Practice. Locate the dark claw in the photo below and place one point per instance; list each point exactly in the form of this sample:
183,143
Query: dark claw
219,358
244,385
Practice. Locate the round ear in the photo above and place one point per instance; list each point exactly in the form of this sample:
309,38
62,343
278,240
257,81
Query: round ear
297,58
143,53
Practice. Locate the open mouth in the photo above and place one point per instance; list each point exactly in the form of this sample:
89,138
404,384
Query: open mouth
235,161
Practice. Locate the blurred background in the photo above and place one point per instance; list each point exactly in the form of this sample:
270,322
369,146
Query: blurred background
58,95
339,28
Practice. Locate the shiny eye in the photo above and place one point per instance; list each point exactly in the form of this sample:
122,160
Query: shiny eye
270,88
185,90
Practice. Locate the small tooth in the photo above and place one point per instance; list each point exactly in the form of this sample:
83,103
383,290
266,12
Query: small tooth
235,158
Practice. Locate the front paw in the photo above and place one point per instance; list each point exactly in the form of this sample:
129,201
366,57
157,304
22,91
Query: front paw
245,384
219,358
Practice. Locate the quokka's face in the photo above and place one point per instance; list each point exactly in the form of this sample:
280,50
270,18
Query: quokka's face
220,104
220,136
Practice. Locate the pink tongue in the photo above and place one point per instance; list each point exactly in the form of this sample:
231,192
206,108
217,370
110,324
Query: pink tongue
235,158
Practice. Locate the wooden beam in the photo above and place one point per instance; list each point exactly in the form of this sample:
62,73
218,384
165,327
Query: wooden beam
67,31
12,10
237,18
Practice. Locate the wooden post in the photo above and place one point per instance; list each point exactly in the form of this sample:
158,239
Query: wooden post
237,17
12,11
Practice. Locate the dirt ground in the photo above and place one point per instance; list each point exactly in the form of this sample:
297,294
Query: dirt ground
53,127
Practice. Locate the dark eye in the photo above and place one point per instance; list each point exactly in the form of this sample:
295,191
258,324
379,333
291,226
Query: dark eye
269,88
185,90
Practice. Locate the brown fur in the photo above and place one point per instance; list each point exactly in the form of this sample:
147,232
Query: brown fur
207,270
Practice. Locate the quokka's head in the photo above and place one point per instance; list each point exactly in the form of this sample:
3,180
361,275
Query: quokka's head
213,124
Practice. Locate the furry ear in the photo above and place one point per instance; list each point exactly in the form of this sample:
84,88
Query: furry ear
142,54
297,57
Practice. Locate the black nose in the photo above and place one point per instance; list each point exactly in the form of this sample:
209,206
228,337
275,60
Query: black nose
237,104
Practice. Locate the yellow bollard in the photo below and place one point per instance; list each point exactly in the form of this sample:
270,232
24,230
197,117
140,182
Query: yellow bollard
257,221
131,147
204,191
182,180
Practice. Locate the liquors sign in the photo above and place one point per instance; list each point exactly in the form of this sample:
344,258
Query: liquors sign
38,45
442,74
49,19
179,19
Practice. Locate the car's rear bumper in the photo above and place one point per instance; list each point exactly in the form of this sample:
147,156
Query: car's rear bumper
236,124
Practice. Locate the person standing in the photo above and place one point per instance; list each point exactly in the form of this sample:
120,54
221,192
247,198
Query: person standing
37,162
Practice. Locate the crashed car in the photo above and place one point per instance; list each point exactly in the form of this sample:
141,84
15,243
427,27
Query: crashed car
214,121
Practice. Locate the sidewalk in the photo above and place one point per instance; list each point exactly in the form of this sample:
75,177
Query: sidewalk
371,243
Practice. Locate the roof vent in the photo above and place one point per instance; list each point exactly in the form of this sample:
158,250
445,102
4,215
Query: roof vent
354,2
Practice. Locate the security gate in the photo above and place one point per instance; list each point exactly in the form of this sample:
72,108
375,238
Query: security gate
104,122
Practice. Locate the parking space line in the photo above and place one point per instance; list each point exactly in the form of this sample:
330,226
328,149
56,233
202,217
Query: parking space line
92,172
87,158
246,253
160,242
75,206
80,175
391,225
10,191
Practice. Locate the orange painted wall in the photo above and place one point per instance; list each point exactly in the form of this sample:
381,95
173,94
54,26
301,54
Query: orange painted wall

_ _ _ _

Goal of the exercise:
Every entry needs to be written out again, exactly as given.

Answer section:
Practice. Locate the dark claw in the photo below and place one point per instance; list each point exactly in the form of this sample:
183,143
Query: dark claw
219,358
244,385
Practice. Locate the round ear in the photo above and place one point per instance; list each point exactly in the form of this sample:
309,38
62,343
278,240
257,81
Query: round ear
297,58
143,53
Practice. Locate the open mouth in the photo above and place one point per instance; list each point exactly in the form of this sample:
89,138
404,384
Query: open mouth
235,161
Practice. Locate the blurred background in the photo above and place one point per instance; list each point exactly in the form of this sample:
270,322
369,146
Query: blurred background
58,95
339,28
Practice. Locate the shiny eye in the photo above and place one point per instance; list each point exactly in the form of this sample:
122,160
Query: shiny eye
270,88
185,90
Practice. Locate the small tooth in the photo above and place one point per instance; list each point exactly in the form of this sample:
83,103
383,290
266,12
Query: small tooth
235,158
Practice. Locate the front paw in the photo above and place one point per instance; list each point exactly in the form of this sample:
129,201
366,57
157,304
22,91
Query: front paw
245,384
219,358
Practice. Locate the quokka's face in the photo above and place one point per instance; list each point exactly in the form of this sample:
280,50
270,18
Query: quokka's face
220,104
220,136
Practice. Locate the pink tongue in the photo above and place one point per instance; list each point exactly in the form of this sample:
231,192
206,108
217,370
110,324
Query: pink tongue
235,158
Practice. Locate the wooden beam in the photo above and place one point per instance; list each point exactly in the form of this sample:
62,73
218,384
165,327
Query: wooden beam
67,31
12,10
237,18
Practice. Locate the wooden post in the photo above and place one point per instance; list each point exactly in the form of this sample:
158,239
Query: wooden post
237,17
12,11
Practice. Locate the dirt ground in the photo above and place one point per instance; list each point exactly in the form of this sample:
297,294
Query: dirt ground
53,127
Practice. Locate the dark eye in the photo above and place one point per instance; list each point exactly in the form of this sample:
295,191
258,324
379,333
291,226
Query: dark eye
269,88
185,90
Practice. Locate the brown fur in the photo above and place one point per instance; list each point exactly in the form of this sample:
147,232
Query: brown fur
207,270
Practice. Locate the quokka's head in the photo above and place one point per instance; list each point exactly in the form of this sample:
3,180
361,275
Query: quokka's head
213,124
Practice. Locate the furry ear in the photo above and place one point per instance; list each point exactly in the form of this sample:
84,88
Query: furry ear
142,54
297,57
Practice. Locate the black nose in the photo above and place one point per instance; list each point exactly in the form of this sample:
209,206
228,337
275,60
Query: black nose
237,104
Practice. Locate the yellow bollard in the photo below and place one point per instance; list each point exactly in the form of this sample:
270,232
24,230
197,117
140,182
Query: yellow bollard
257,221
131,147
204,191
182,180
Practice. Locate the liquors sign in the photo above and place one point per instance; list each point exactly in the form of this sample:
344,258
Query: liquors sign
38,45
442,74
49,19
179,19
Practice. Locate the car's rear bumper in the photo above and place one point per instance; list each point exactly in the form of this sample:
147,156
Query: car's rear bumper
236,124
Practice. Locate the person standing in the photo above and place one point per instance; list each point exactly in the form of this sample:
120,54
221,192
247,198
Query: person standing
37,162
Practice. Locate the crashed car in the photo above and place one point per instance; list each point exactly in the form of this sample:
141,84
15,243
427,27
Query: crashed car
214,121
Practice. Locate the sidewalk in the photo above and place one point per instance; list each point exactly in the form of this sample:
75,177
Query: sidewalk
371,243
Practice. Locate the roof vent in the photo above and place one point per instance; list each point exactly in the form of this sample:
158,250
445,102
4,215
Query: roof vent
354,2
Practice. Locate the security gate in the photo above and place one point per instance; list each point exactly in the form of this sample:
72,108
375,238
Query: security gate
104,122
Practice. Locate the parking space line in the photo above and place one point per instance; list each point exactly in the form of this sample:
330,226
328,149
56,233
202,217
Query: parking space line
92,172
87,158
246,253
160,242
75,206
80,175
391,225
10,191
Practice. Locate the orange painted wall in the photo above and place one point per instance; list each point exactly in the form of this sample:
381,95
173,94
54,26
301,54
Query: orange painted wall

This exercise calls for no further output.